STUDY QUESTIONS:
1) Decide whether each statement below agrees with the passage on Malthus and contraception. For each, answer yes or no and quote the words of the passage that settle it: (a) The organized effort to popularize contraceptive methods in the United States started during 1828-1832. (b) Knowlton published Fruits of Philosophy under his own name. (c) Robert Owen was the son of Robert Dale Owen.
2) From the passage on Malthus and contraception, extract everything from "In the United" down to "advocated artificial contraception.", copied word for word.

We are bound to disclaim the right of the poor to support...If this clause were really and bona fide put into execution, and the shame attending the receiving of parish assistance worn off, every labouring man might marry as early as he pleased, under the certain prospect of having all his children properly provided for.
All parish assistance should be denied him and he should be left to the uncertain support of private charity.
He should be taught to know that the laws of nature, which are the laws of God, had doomed him and his family to suffer for disobeying their repeated conditions (i.e. by having too many children). (1)

While these classic passages from the Essay on Population were written a hundred and fifty years ago, they have not lost their relevance today. More sophisticated and less piously inclined, twentieth century Malthusians are also telling the poor that the only solution to their poverty is to cut down on the number of their offspring.

In the United States an organized effort to popularize contraceptive methods was started during the period 1828-1832 by Robert Dale Owen and Charles Knowlton. Owen was the son of the British Socialist, Robert Owen, who influenced the writings of Karl Marx and whose thesis that "man's character is the product of his social and economic environment" has become the mainstay of Marxian sociology. Owen Jr. popularized his father's ideas in several books, especially Moral Philosophy, in which he advocated artificial contraception.

By the time of his death in 1877, seventy-five thousand copies had been sold. In 1832, Knowlton, a Massachusetts physician, brought out anonymously Fruits of Philosophy, to give people the medical side of what Owen promoted on economic grounds.

INFORMATION PROVIDED:
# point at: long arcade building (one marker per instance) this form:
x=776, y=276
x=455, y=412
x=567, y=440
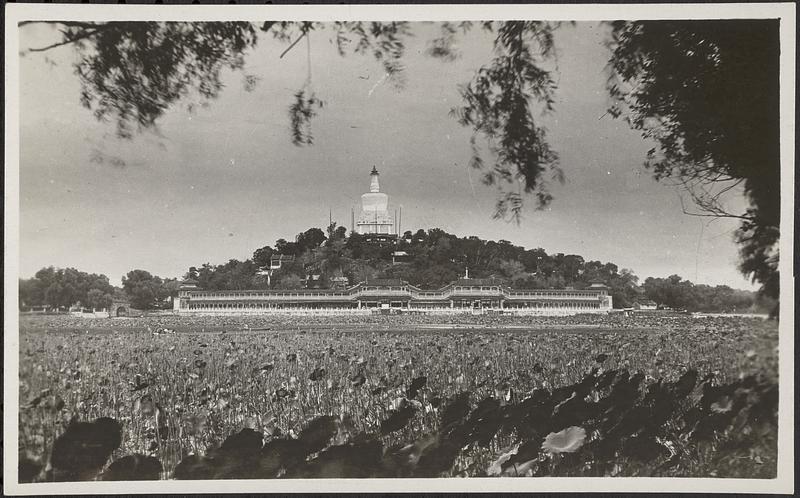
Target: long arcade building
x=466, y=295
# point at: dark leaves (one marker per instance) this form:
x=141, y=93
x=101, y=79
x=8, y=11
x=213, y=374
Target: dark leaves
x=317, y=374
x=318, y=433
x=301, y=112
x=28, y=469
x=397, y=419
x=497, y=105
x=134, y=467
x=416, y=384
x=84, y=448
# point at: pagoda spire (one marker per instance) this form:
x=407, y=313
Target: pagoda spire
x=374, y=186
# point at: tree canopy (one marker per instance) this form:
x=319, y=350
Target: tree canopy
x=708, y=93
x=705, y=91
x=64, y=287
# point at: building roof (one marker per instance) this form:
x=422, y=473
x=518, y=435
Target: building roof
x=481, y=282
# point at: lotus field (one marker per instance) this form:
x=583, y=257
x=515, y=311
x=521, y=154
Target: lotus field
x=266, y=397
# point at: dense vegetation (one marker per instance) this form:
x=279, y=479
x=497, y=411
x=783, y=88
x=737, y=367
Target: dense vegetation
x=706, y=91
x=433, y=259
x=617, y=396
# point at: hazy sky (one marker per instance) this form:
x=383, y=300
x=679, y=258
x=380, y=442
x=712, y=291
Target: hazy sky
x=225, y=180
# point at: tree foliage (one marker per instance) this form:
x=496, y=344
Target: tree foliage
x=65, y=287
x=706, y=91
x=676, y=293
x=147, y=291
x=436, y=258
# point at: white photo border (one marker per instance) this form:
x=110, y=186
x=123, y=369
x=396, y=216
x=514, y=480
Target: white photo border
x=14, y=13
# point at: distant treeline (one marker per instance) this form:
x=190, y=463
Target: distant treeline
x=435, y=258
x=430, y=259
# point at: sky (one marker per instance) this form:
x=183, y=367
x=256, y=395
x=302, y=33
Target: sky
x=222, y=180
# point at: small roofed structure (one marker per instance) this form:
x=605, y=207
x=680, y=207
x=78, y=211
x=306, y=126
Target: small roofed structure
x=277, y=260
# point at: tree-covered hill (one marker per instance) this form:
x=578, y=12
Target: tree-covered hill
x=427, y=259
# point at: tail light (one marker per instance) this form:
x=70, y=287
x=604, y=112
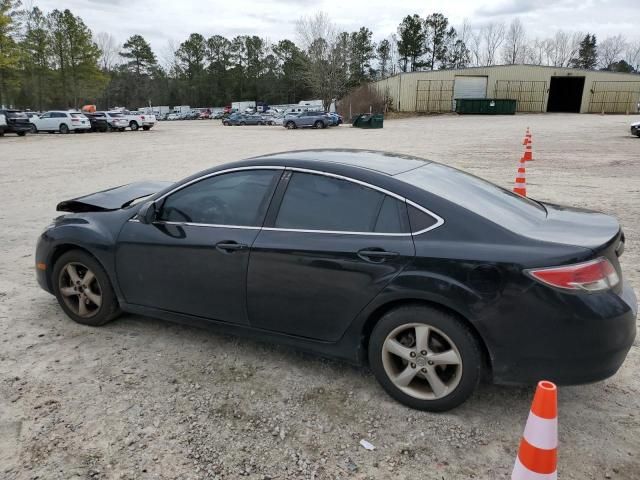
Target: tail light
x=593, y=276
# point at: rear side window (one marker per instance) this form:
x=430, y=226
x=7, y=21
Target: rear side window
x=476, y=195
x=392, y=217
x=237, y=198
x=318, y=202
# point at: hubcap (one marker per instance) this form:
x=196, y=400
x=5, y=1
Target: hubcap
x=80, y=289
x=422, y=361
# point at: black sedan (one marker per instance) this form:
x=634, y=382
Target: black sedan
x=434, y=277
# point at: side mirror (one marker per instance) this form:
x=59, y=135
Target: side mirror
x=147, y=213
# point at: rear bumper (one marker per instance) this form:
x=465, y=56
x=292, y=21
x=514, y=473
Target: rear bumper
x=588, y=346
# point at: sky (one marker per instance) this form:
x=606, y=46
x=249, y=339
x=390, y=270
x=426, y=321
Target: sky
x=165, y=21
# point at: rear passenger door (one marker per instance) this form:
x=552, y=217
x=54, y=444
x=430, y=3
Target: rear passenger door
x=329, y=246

==

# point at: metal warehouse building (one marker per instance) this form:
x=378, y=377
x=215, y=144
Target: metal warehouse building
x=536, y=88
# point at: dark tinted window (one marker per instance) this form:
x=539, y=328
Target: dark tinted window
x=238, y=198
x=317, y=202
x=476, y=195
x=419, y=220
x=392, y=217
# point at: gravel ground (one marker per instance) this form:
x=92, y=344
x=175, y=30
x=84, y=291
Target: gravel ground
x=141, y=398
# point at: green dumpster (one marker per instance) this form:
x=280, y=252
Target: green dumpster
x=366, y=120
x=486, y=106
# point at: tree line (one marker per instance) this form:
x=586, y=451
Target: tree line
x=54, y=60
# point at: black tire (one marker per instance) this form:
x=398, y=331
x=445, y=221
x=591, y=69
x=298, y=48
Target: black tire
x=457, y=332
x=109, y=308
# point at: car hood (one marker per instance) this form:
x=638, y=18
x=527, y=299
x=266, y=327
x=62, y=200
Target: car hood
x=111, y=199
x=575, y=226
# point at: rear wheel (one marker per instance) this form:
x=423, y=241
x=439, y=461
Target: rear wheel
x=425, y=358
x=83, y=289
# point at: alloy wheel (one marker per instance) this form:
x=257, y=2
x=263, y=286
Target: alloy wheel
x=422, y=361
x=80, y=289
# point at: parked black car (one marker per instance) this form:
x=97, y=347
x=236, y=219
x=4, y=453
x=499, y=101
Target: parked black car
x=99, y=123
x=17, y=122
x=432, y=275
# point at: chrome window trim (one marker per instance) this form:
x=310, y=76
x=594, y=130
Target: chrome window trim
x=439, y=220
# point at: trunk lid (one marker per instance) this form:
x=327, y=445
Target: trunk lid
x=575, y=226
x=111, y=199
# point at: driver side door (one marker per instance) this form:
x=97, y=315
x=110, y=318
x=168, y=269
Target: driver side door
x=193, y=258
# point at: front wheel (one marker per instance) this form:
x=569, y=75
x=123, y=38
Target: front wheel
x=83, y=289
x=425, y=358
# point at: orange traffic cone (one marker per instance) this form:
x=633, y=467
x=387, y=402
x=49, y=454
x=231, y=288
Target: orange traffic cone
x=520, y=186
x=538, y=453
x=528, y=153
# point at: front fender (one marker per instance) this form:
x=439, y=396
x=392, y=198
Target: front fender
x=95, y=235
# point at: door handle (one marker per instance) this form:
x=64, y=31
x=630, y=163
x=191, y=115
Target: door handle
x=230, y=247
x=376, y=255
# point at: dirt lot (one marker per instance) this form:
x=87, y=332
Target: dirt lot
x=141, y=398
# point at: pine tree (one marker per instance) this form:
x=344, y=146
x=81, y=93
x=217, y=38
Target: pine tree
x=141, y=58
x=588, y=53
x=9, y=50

==

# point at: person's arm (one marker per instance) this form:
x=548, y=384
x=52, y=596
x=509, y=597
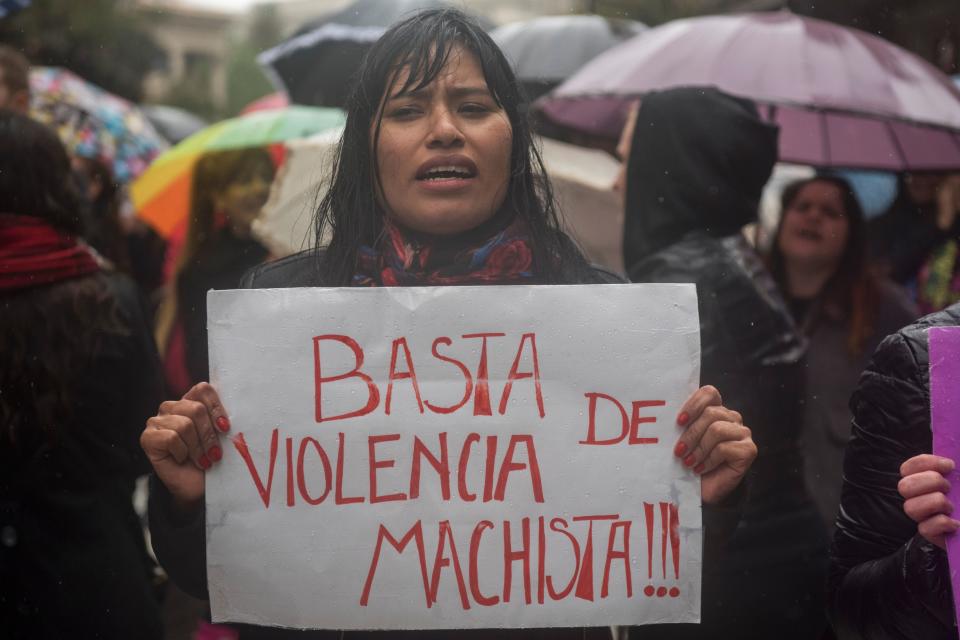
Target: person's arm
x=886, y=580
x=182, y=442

WRITTEN ANSWERS:
1)
(a) Yes: "In the United States an organized effort to popularize contraceptive methods was started during the period 1828-1832 by Robert Dale Owen and Charles Knowlton."
(b) No: "Knowlton, a Massachusetts physician, brought out anonymously Fruits of Philosophy"
(c) No: "Owen was the son of the British Socialist, Robert Owen"

2)
In the United States an organized effort to popularize contraceptive methods was started during the period 1828-1832 by Robert Dale Owen and Charles Knowlton. Owen was the son of the British Socialist, Robert Owen, who influenced the writings of Karl Marx and whose thesis that "man's character is the product of his social and economic environment" has become the mainstay of Marxian sociology. Owen Jr. popularized his father's ideas in several books, especially Moral Philosophy, in which he advocated artificial contraception.